── SELECTED EXTRACT ──

Why Pepsi Was Originally Called 'Brad's Drink'

Behind every successful brand lies strategic marketing, and Pepsi is no exception. Most recently, Pepsi revealed a new logo in March 2023, and over the past few years, its cans have gotten seemingly smaller. But few people know that this beverage underwent its most radical change when it ditched its original name, "Brad's Drink," right at the end of the 19th century.

In the late 1800s, Caleb Bradham, a pharmacy graduate from the University of Maryland, opened Bradham's Pharmacy in New Bern, North Carolina. Like most drugstore owners at the time, Bradham attracted customers to his pharmacy through high-concept interior design, with his storefront featuring a jukebox and a selection of sodas for sale. Regulars quickly fell in love with his unique kola nut vanilla option, and in no time, Bradham began to sell it as "Brad's Drink" until renaming the drink to Pepsi-Cola a few years later, in 1902. He also took no time in selling this fizzy drink as a refreshment.

The name inspiration comes from the enzyme pepsin

Bradham trademarked "Pepsi-Cola" shortly after purchasing the name "Pep-Kola" from a nearby business rival. From there, he took inspiration from pepsin, a digestive agent naturally found in people's stomachs, and tweaked its name to "Pepsi-Cola," despite the fact that the company has never included the gastric chemical in its famous drink. In fact, early promotional material for the refreshment called it the "Pepsin drink" (per the ECU Digital Collections ).

───
── MATERIAL PROVIDED ──

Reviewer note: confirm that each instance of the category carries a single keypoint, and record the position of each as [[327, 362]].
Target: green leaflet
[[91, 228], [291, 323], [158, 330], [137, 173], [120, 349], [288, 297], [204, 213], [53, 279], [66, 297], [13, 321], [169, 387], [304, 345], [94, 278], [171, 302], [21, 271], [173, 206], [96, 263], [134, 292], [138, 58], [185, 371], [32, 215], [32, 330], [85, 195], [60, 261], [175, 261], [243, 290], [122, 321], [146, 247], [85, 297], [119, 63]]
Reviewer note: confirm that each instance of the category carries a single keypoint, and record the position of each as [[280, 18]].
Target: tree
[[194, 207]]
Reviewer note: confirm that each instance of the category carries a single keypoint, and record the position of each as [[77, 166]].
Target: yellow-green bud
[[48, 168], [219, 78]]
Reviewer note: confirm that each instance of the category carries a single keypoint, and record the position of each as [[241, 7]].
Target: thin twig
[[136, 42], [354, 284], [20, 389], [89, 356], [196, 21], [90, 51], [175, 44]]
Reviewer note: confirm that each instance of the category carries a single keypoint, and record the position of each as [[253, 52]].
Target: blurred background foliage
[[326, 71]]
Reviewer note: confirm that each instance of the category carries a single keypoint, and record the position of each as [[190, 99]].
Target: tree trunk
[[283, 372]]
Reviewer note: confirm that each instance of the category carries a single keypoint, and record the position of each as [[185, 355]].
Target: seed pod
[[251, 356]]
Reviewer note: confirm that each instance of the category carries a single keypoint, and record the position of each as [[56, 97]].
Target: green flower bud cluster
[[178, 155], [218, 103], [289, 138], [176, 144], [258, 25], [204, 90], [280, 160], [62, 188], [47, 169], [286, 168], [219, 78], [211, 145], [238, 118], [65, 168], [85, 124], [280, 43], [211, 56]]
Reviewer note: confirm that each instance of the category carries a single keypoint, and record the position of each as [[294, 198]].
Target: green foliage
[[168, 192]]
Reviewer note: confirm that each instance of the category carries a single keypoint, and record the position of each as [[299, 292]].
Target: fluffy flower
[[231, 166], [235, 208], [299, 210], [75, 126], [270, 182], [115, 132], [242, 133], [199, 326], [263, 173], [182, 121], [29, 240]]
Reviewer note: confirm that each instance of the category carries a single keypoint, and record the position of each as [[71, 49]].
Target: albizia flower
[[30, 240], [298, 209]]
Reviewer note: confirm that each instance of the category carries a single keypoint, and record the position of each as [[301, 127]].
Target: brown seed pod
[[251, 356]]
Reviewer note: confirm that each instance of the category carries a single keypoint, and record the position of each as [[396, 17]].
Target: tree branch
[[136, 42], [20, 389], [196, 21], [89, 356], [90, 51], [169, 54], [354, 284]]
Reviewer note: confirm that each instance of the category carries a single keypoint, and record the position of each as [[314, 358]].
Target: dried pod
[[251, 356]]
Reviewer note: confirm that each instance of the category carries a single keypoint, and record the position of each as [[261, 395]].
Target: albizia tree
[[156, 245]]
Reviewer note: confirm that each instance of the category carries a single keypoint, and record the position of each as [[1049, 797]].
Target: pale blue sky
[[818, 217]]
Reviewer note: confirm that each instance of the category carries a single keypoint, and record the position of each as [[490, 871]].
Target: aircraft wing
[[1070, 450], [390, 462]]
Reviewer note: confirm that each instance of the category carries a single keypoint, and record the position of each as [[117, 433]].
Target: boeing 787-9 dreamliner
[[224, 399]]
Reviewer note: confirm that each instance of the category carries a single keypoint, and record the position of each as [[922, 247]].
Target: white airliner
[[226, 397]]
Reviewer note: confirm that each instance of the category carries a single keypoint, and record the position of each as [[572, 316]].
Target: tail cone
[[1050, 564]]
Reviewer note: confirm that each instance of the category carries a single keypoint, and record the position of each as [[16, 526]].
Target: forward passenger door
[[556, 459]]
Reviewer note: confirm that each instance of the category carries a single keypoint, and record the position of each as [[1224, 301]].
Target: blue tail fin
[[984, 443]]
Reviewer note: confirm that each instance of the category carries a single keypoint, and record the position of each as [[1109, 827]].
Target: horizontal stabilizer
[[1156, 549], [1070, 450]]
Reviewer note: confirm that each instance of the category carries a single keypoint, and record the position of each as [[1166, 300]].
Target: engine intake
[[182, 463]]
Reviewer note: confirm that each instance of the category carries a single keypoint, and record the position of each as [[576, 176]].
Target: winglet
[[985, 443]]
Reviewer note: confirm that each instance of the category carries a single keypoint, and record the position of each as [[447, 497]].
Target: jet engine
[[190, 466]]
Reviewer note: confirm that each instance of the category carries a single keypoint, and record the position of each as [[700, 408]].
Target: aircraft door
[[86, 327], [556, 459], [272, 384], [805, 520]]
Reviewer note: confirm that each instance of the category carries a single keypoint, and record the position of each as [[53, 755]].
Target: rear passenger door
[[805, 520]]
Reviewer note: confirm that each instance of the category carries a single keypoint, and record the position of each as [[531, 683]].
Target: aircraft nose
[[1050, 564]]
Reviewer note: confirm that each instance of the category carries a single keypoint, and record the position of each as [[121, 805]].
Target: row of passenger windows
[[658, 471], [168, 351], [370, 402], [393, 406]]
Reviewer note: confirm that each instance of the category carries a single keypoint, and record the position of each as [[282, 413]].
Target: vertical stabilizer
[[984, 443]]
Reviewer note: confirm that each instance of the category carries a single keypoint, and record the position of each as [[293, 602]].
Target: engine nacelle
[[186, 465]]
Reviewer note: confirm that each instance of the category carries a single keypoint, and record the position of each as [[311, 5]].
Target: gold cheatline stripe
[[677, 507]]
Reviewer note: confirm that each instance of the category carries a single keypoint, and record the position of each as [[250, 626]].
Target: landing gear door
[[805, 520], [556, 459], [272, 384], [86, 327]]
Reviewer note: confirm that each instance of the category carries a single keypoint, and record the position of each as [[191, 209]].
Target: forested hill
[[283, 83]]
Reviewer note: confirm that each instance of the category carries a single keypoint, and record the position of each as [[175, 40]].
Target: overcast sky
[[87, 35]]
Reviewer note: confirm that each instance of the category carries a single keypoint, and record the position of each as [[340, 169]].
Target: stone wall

───

• [WHAT YOU WILL DO]
- 1) In the text on Pepsi's original name, in which town and state did Caleb Bradham open his pharmacy?
- 2) Say whether each statement agrees with the text on Pepsi's original name, answering yes or no and quoting the deciding words.
(a) Caleb Bradham graduated in pharmacy from the University of Maryland.
(b) Pepsi-Cola has always contained pepsin.
(c) Bradham bought the name "Pep-Kola" from a nearby business rival.
- 3) Carry on the text on Pepsi's original name from its final sentence.

• [ANSWERS TO THE EXERCISES]
- 1) New Bern, North Carolina.

- 2)
(a) Yes: "Caleb Bradham, a pharmacy graduate from the University of Maryland"
(b) No: "despite the fact that the company has never included the gastric chemical in its famous drink"
(c) Yes: "shortly after purchasing the name "Pep-Kola" from a nearby business rival"

- 3)
The original Pepsi store claims that Bradham considered his concoction to be more than a soft drink — but rather, a drink that could directly improve digestion (via The Pepsi Store). Thus, Pepsi had its fair share of tall tales during its first advertisements. One of the most popular myths was that it could fix an upset stomach — which technically can be considered true, as a 2012 study by the Journal of Nutritional Science and Vitaminology indicates that carbonated water offers short-term relief for gastrointestinal symptoms and even fullness. Sure, Pepsi has quietly changed its formula in the past, but never to compete with actual medical treatments for the gastrointestinal system.

Brad's Drink and Pepsi changed further after World War I

Despite initial success, a series of bad business decisions left Pepsi struggling during World War I to the point where Bradham actually sold the company off. In 1917, the United States joined the Allies shortly after Germany attacked various American ships. During this time, the U.S. government rationed sugar, which made Pepsi production a nightmare. Shortly after, inflation skyrocketed the price of sugar, and it didn't take long for Bradham to sell his company after he invested so much in large quantities of the sweetener. 

Pepsi eventually got sold off to the Craven Holding Corporation and survived many decades to become one of the biggest soft drinks on sale. Now, Statistica shows that PepsiCo's revenue has grown steadily in the billions since 2016, with the company making about $86 billion in 2022 alone. And with a brand as globally recognized as Pepsi, it's hard to wrap your mind around it ever struggling on the market.